## QUOTED PASSAGE
>>>>

CrawlerScope

CrawlerScope collects operator-published crawler, fetcher, monitoring, scanner, and preview-bot network ranges, normalizes them into deployable CIDR data, and publishes a static dashboard plus machine-readable artifacts for infrastructure and security teams.

Live dashboard: ipanalytics.github.io/CrawlerScope
Current dataset: data/current/crawlers.json

Overview

CrawlerScope is a small, auditable data pipeline for bot network intelligence. It tracks published source health, separates authoritative IP feeds from documented user-agent-only identities, and emits artifacts suitable for WAF rules, reverse proxies, allowlists, deny controls, analytics enrichment, and incident triage.

The project intentionally keeps source definitions in data, not code. Collector behavior lives in scripts/update.py; operator sources live in config/sources.json.

Current Dataset

Generated at 2026-05-26T12:01:22Z.

<<<<

## PROBLEM 1
In the CrawlerScope description, rewrite the part from "CrawlerScope collects operator-published" to "and incident triage.", substituting "threat hunting" for "incident triage".
## PROBLEM 2
Answer these questions from the CrawlerScope description:
(a) Which file holds the collector behavior?
(b) At what time was the current dataset generated?
(c) From what does CrawlerScope separate authoritative IP feeds?

## EXERCISE DATA

>>>>

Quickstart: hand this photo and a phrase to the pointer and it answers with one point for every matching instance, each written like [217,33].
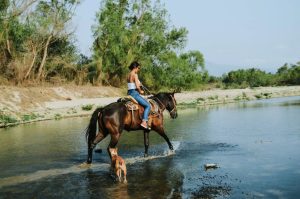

<<<<

## TASK RESULT 1
CrawlerScope collects operator-published crawler, fetcher, monitoring, scanner, and preview-bot network ranges, normalizes them into deployable CIDR data, and publishes a static dashboard plus machine-readable artifacts for infrastructure and security teams.

Live dashboard: ipanalytics.github.io/CrawlerScope
Current dataset: data/current/crawlers.json

Overview

CrawlerScope is a small, auditable data pipeline for bot network intelligence. It tracks published source health, separates authoritative IP feeds from documented user-agent-only identities, and emits artifacts suitable for WAF rules, reverse proxies, allowlists, deny controls, analytics enrichment, and threat hunting.

## TASK RESULT 2
(a) scripts/update.py
(b) 2026-05-26T12:01:22Z
(c) Documented user-agent-only identities